Passage given ::
Teachers and school systems have long collected and used data in some form or another, whether recording scores in a grade book to track progress and calculate final grades or examining standardized test scores to measure district-wide achievement. However, today’s technology has greatly increased educators’ opportunities to use data and analytics to improve teaching. Teachers can now use tools that track their students’ understanding in real time throughout the delivery of a lesson or provide them with the results of assigned homework before planning their next lessons.
As a case in point, EdPuzzle allows teachers to create or select videos accompanied by questions they can assign for homework. The platform’s data analytics feature tracks which students watched the video and what their scores were. This allows teachers to tailor their lessons according to the results, informing how they group students, scaffold learning activities, and differentiate instruction. It also gives them useful data about who might need extra help and which students might best lead class discussions. Data-driven decision making in education can transform classrooms—dramatically improving teacher responsiveness to students, saving teachers time, and ensuring instruction is relevant.

Data shown ::
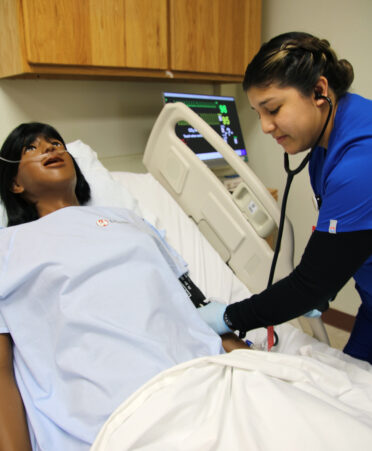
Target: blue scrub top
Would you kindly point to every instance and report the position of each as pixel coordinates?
(341, 177)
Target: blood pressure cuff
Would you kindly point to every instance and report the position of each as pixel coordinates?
(193, 292)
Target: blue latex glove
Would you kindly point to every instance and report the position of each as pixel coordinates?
(313, 314)
(212, 314)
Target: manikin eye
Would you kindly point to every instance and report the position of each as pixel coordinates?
(29, 148)
(273, 112)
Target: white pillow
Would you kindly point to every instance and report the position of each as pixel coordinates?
(105, 191)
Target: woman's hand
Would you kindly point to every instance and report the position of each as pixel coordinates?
(231, 341)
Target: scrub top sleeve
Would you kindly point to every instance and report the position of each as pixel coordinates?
(347, 200)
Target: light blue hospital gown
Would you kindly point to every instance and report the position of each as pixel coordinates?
(95, 311)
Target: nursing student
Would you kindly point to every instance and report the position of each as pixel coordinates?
(91, 304)
(298, 87)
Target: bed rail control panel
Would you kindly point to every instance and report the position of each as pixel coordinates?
(253, 210)
(236, 225)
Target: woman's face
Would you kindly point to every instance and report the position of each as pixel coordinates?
(45, 168)
(292, 119)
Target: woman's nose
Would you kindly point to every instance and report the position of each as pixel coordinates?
(267, 124)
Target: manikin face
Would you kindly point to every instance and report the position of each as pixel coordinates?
(45, 168)
(293, 120)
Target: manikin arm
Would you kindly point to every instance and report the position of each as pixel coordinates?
(14, 434)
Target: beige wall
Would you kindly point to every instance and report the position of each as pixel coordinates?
(347, 25)
(113, 117)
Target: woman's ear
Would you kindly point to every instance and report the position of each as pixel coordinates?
(321, 90)
(16, 188)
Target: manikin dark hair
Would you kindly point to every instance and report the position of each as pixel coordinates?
(297, 60)
(17, 208)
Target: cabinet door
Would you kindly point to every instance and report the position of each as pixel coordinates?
(214, 36)
(115, 33)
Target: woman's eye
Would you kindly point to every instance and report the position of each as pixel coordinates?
(29, 148)
(273, 112)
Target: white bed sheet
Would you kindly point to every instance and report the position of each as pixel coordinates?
(247, 400)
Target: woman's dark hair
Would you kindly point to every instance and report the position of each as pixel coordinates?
(298, 60)
(18, 209)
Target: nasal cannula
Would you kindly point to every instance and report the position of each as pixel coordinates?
(36, 158)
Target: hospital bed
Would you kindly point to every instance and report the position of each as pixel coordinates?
(302, 395)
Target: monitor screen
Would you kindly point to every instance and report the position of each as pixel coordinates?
(217, 111)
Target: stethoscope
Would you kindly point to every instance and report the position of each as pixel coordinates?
(290, 175)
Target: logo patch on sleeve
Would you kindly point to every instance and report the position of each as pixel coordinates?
(332, 226)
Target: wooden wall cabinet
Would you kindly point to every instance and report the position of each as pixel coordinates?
(208, 40)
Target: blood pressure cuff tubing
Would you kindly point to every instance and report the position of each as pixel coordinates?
(328, 262)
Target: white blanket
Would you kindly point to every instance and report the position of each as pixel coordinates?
(248, 400)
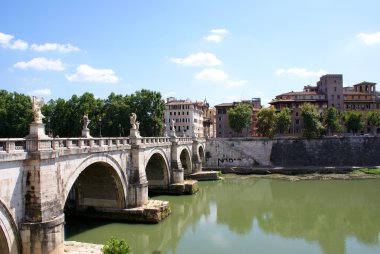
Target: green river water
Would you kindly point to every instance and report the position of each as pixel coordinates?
(246, 215)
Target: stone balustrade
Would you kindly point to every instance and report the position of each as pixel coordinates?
(10, 145)
(21, 144)
(154, 140)
(185, 139)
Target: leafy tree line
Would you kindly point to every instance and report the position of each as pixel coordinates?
(63, 118)
(269, 122)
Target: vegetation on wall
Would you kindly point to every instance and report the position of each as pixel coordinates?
(239, 117)
(266, 119)
(109, 117)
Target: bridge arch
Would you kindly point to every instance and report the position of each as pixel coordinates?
(9, 237)
(157, 171)
(99, 181)
(185, 159)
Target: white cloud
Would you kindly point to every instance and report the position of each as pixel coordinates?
(169, 94)
(211, 75)
(19, 44)
(301, 72)
(369, 38)
(213, 37)
(6, 41)
(237, 83)
(86, 73)
(216, 35)
(64, 48)
(41, 64)
(198, 59)
(219, 31)
(40, 92)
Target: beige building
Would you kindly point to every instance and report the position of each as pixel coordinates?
(190, 117)
(223, 129)
(329, 92)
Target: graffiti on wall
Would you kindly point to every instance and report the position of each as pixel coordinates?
(227, 160)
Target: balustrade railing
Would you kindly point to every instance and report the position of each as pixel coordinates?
(21, 144)
(154, 140)
(12, 145)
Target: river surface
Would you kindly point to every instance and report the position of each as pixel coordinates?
(246, 215)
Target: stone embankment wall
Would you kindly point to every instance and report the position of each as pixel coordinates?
(292, 152)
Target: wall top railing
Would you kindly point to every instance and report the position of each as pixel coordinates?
(154, 140)
(13, 145)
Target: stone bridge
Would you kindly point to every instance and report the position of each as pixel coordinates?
(40, 176)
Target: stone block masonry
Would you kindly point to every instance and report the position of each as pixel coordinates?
(297, 152)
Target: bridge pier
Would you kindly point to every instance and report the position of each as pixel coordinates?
(178, 173)
(43, 228)
(43, 237)
(197, 160)
(138, 183)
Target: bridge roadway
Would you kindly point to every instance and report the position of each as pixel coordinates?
(39, 176)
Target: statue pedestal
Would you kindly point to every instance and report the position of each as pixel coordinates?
(37, 131)
(86, 133)
(134, 133)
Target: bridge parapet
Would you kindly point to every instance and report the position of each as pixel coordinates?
(155, 140)
(10, 145)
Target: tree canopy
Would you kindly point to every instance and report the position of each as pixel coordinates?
(331, 120)
(15, 114)
(266, 119)
(311, 123)
(240, 117)
(63, 118)
(283, 120)
(353, 121)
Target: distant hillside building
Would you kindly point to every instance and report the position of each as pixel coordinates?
(223, 129)
(329, 92)
(190, 117)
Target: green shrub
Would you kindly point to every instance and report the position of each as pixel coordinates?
(116, 246)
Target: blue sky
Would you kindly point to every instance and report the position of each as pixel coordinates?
(223, 51)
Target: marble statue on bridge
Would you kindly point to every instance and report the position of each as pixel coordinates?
(36, 108)
(85, 130)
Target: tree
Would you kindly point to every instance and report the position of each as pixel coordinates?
(373, 119)
(116, 115)
(239, 117)
(266, 119)
(150, 110)
(15, 114)
(311, 124)
(283, 120)
(116, 246)
(331, 120)
(353, 121)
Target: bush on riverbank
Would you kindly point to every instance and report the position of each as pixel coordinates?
(375, 171)
(116, 246)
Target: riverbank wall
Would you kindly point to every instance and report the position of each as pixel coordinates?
(261, 154)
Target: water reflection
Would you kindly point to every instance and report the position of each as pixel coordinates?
(236, 215)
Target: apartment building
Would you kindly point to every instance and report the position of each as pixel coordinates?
(190, 117)
(328, 92)
(223, 129)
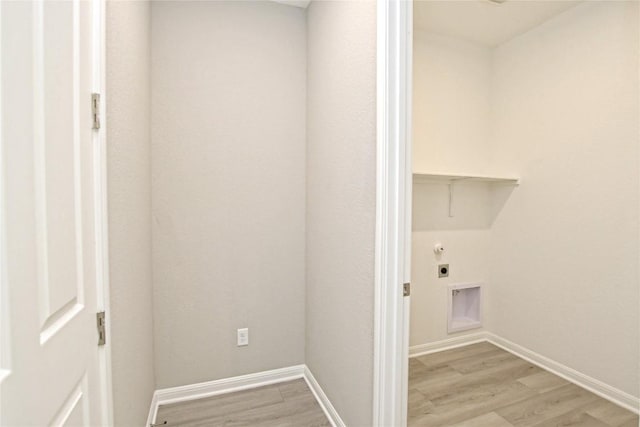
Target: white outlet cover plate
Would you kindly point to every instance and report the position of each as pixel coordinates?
(243, 337)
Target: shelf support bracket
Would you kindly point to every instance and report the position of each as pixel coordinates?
(450, 199)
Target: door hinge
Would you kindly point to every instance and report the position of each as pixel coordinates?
(95, 110)
(102, 332)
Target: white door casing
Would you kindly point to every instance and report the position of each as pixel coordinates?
(52, 271)
(393, 212)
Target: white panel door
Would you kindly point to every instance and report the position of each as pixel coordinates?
(50, 363)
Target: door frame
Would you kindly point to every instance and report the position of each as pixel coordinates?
(102, 212)
(393, 211)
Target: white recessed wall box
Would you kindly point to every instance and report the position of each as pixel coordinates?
(465, 307)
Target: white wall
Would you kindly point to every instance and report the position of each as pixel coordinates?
(562, 248)
(228, 179)
(129, 199)
(451, 104)
(451, 126)
(565, 247)
(341, 147)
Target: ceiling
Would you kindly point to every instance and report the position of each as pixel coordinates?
(482, 21)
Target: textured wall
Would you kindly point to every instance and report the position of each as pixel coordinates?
(341, 147)
(128, 157)
(565, 247)
(451, 87)
(228, 161)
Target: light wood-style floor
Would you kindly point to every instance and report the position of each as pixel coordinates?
(284, 404)
(481, 385)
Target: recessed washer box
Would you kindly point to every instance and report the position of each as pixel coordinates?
(465, 306)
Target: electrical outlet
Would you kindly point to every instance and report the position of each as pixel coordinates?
(243, 337)
(443, 270)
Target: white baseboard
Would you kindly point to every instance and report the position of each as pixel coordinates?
(228, 385)
(595, 386)
(323, 400)
(449, 343)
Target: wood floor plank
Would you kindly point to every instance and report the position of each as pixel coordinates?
(613, 415)
(490, 419)
(546, 406)
(221, 405)
(509, 371)
(285, 404)
(543, 381)
(573, 419)
(483, 385)
(487, 361)
(630, 423)
(448, 356)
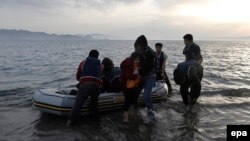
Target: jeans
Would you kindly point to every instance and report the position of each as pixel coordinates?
(131, 97)
(159, 77)
(83, 93)
(194, 83)
(147, 84)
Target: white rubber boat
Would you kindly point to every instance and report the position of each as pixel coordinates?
(60, 102)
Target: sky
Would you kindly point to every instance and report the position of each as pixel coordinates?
(127, 19)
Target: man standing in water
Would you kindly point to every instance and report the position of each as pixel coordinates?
(189, 73)
(147, 72)
(161, 58)
(191, 50)
(89, 77)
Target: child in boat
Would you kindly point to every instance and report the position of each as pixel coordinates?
(129, 82)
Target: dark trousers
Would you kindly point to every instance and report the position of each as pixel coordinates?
(165, 78)
(85, 90)
(194, 83)
(131, 98)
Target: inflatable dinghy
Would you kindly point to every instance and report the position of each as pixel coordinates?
(60, 101)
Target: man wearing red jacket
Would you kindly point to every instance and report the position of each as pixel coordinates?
(89, 77)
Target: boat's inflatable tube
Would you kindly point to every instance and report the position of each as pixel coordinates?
(60, 102)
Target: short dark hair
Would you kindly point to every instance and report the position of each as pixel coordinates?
(135, 55)
(94, 53)
(159, 44)
(108, 64)
(188, 37)
(179, 76)
(141, 40)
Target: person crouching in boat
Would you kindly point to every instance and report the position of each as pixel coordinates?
(189, 74)
(110, 76)
(89, 77)
(129, 82)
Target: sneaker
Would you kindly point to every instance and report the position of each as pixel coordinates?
(69, 123)
(125, 117)
(151, 115)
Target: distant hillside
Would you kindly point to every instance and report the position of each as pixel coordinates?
(25, 34)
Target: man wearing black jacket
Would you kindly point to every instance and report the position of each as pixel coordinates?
(191, 50)
(147, 71)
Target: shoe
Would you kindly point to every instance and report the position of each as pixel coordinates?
(125, 117)
(69, 123)
(151, 115)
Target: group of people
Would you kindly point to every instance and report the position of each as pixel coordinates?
(137, 72)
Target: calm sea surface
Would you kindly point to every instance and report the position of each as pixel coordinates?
(26, 66)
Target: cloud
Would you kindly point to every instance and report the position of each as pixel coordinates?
(160, 19)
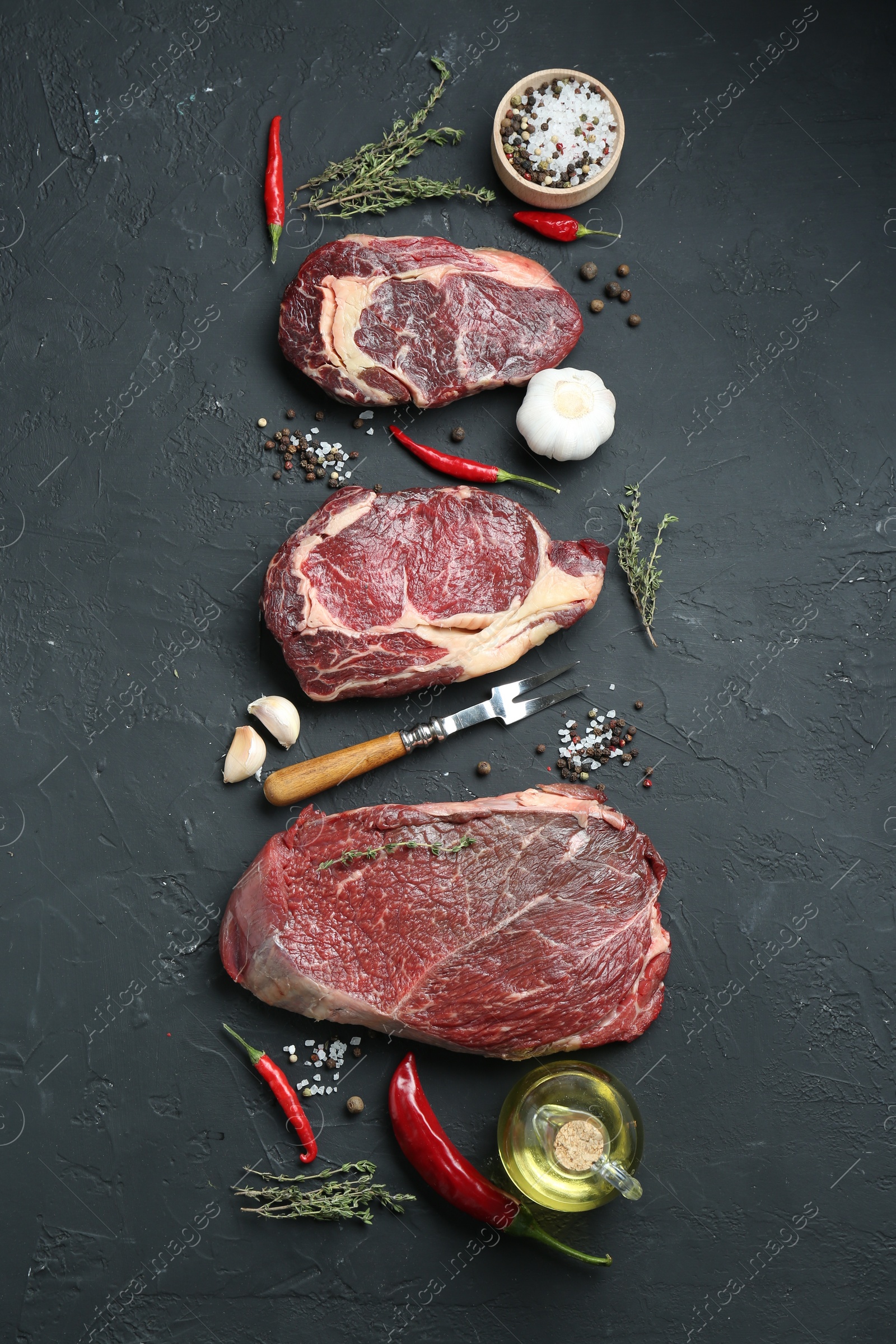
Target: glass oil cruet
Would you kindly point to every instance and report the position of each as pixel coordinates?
(571, 1136)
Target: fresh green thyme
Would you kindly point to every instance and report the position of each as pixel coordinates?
(438, 850)
(334, 1195)
(644, 577)
(367, 182)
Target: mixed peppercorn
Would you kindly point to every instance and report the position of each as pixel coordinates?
(521, 120)
(613, 290)
(606, 738)
(316, 460)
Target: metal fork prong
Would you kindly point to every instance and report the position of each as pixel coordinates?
(512, 689)
(542, 702)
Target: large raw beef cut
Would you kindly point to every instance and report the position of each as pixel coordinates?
(542, 935)
(389, 320)
(383, 595)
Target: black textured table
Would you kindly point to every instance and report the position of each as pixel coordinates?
(139, 340)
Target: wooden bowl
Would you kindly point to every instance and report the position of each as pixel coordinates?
(554, 198)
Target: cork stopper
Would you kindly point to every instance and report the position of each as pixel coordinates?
(578, 1146)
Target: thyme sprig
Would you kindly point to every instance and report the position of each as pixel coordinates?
(332, 1198)
(438, 850)
(644, 577)
(367, 182)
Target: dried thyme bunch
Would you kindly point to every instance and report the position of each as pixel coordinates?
(367, 183)
(332, 1198)
(644, 577)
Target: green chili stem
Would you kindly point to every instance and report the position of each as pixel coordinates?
(528, 480)
(250, 1050)
(524, 1225)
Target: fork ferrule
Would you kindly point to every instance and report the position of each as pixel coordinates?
(423, 734)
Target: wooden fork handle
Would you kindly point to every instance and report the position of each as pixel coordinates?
(309, 777)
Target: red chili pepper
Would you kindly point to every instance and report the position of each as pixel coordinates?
(281, 1086)
(435, 1156)
(274, 202)
(463, 468)
(563, 229)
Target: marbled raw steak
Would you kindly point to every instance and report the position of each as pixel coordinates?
(388, 320)
(383, 595)
(542, 936)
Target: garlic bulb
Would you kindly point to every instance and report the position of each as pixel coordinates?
(566, 413)
(246, 756)
(278, 716)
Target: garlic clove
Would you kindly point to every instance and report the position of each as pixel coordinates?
(278, 716)
(566, 413)
(245, 757)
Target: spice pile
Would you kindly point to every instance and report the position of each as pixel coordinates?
(323, 1057)
(559, 136)
(318, 460)
(606, 738)
(613, 291)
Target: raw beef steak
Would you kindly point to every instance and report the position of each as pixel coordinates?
(543, 935)
(382, 595)
(389, 320)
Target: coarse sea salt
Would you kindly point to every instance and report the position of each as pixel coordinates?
(575, 122)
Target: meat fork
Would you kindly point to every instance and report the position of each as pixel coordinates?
(301, 781)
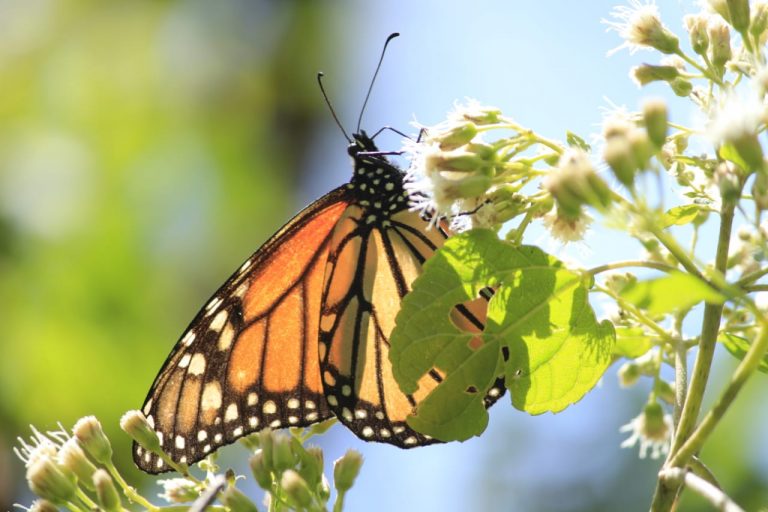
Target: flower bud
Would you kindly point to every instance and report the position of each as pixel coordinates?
(43, 506)
(346, 469)
(656, 121)
(739, 14)
(324, 489)
(296, 488)
(261, 472)
(720, 50)
(72, 457)
(312, 465)
(617, 282)
(697, 28)
(654, 427)
(91, 436)
(759, 22)
(728, 182)
(106, 493)
(750, 150)
(641, 148)
(647, 30)
(665, 391)
(647, 73)
(681, 87)
(507, 204)
(721, 8)
(236, 501)
(576, 183)
(481, 115)
(321, 428)
(456, 136)
(51, 481)
(760, 191)
(266, 441)
(282, 455)
(136, 425)
(618, 154)
(629, 373)
(457, 160)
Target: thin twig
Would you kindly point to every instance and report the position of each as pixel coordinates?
(716, 497)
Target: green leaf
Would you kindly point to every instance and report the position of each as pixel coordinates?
(539, 315)
(673, 292)
(738, 346)
(574, 140)
(631, 342)
(680, 215)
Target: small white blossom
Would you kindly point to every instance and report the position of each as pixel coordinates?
(639, 24)
(178, 490)
(445, 171)
(652, 429)
(737, 116)
(566, 229)
(39, 446)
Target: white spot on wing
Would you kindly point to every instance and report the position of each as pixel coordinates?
(211, 306)
(211, 396)
(218, 321)
(269, 407)
(197, 364)
(226, 337)
(231, 413)
(188, 338)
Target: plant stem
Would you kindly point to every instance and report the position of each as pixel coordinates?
(745, 370)
(676, 250)
(717, 498)
(666, 491)
(632, 263)
(129, 491)
(681, 378)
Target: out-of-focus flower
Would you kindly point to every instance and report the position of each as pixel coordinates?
(565, 228)
(652, 429)
(639, 24)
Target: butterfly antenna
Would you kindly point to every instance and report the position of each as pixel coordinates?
(373, 80)
(320, 76)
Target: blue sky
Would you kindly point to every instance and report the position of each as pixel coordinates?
(545, 64)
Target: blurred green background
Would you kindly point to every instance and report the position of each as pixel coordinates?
(147, 147)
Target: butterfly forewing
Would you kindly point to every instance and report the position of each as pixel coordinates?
(250, 357)
(370, 268)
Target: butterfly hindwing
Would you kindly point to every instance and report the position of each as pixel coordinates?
(377, 250)
(249, 358)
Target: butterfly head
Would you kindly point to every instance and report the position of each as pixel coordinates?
(376, 184)
(361, 143)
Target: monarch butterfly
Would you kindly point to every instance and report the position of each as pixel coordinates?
(300, 332)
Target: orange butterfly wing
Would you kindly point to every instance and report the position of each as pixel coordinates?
(368, 273)
(250, 357)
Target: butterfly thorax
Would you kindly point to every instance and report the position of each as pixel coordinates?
(376, 185)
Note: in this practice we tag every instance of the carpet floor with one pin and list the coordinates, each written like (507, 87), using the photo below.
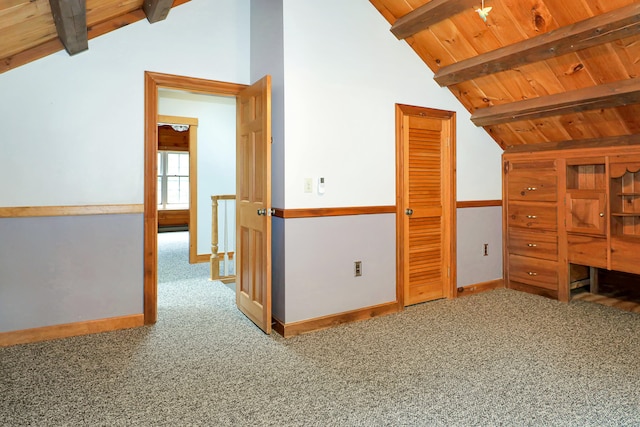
(501, 358)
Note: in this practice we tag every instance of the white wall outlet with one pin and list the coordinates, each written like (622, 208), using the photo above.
(308, 185)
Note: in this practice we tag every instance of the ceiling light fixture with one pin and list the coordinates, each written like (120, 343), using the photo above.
(484, 11)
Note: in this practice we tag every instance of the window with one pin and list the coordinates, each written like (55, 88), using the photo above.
(173, 180)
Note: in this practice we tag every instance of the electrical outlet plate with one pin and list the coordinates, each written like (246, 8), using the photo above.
(357, 268)
(308, 185)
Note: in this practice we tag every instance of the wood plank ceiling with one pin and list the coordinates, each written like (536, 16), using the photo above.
(550, 72)
(32, 29)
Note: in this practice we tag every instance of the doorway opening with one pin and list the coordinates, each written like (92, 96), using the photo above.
(154, 83)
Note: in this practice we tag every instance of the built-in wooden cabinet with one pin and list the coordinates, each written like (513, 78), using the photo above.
(531, 214)
(624, 173)
(569, 207)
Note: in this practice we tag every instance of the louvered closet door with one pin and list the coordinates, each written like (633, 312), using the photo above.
(425, 273)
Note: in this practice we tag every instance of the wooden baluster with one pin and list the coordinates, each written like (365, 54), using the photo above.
(214, 260)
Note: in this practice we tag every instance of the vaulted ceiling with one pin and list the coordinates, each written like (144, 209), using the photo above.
(537, 71)
(549, 72)
(32, 29)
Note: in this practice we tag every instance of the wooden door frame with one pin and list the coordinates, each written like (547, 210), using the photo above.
(152, 82)
(449, 191)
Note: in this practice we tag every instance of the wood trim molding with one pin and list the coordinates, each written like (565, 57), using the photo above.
(612, 141)
(36, 211)
(480, 287)
(324, 212)
(478, 203)
(177, 120)
(67, 330)
(288, 330)
(55, 45)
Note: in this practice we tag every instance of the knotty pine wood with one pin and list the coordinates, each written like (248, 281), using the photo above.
(67, 330)
(464, 36)
(477, 288)
(172, 140)
(586, 173)
(591, 32)
(70, 17)
(31, 34)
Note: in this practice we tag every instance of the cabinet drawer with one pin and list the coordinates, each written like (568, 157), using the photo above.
(534, 271)
(533, 216)
(533, 243)
(587, 250)
(538, 182)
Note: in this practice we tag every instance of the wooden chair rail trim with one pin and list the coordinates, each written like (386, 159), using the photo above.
(55, 45)
(322, 212)
(288, 330)
(67, 330)
(478, 203)
(37, 211)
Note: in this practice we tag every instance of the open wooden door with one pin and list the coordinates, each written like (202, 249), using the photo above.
(253, 203)
(426, 203)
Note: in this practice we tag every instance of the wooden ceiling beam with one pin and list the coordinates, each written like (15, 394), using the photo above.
(70, 17)
(157, 10)
(607, 95)
(429, 14)
(614, 25)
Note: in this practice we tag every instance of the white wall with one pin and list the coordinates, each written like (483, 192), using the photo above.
(73, 127)
(344, 73)
(267, 57)
(73, 134)
(216, 152)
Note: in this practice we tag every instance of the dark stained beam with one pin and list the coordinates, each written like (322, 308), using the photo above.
(429, 14)
(614, 25)
(608, 95)
(156, 10)
(70, 17)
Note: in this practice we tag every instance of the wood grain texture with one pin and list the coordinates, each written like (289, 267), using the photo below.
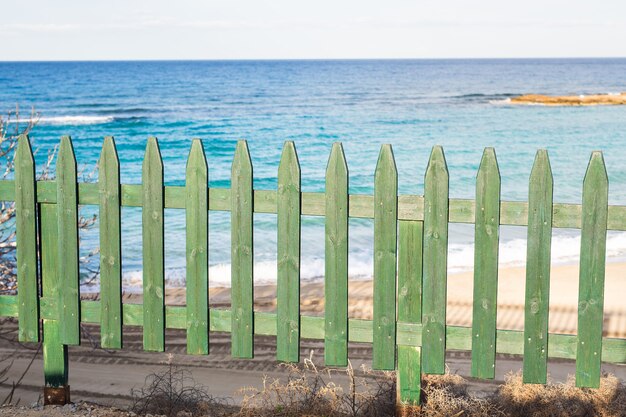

What is expected :: In the passage on classroom data, what does the EdPuzzle platform's data analytics feature track? These records have no connection to the passage on classroom data.

Expected answer :: It tracks which students watched the video and what their scores were.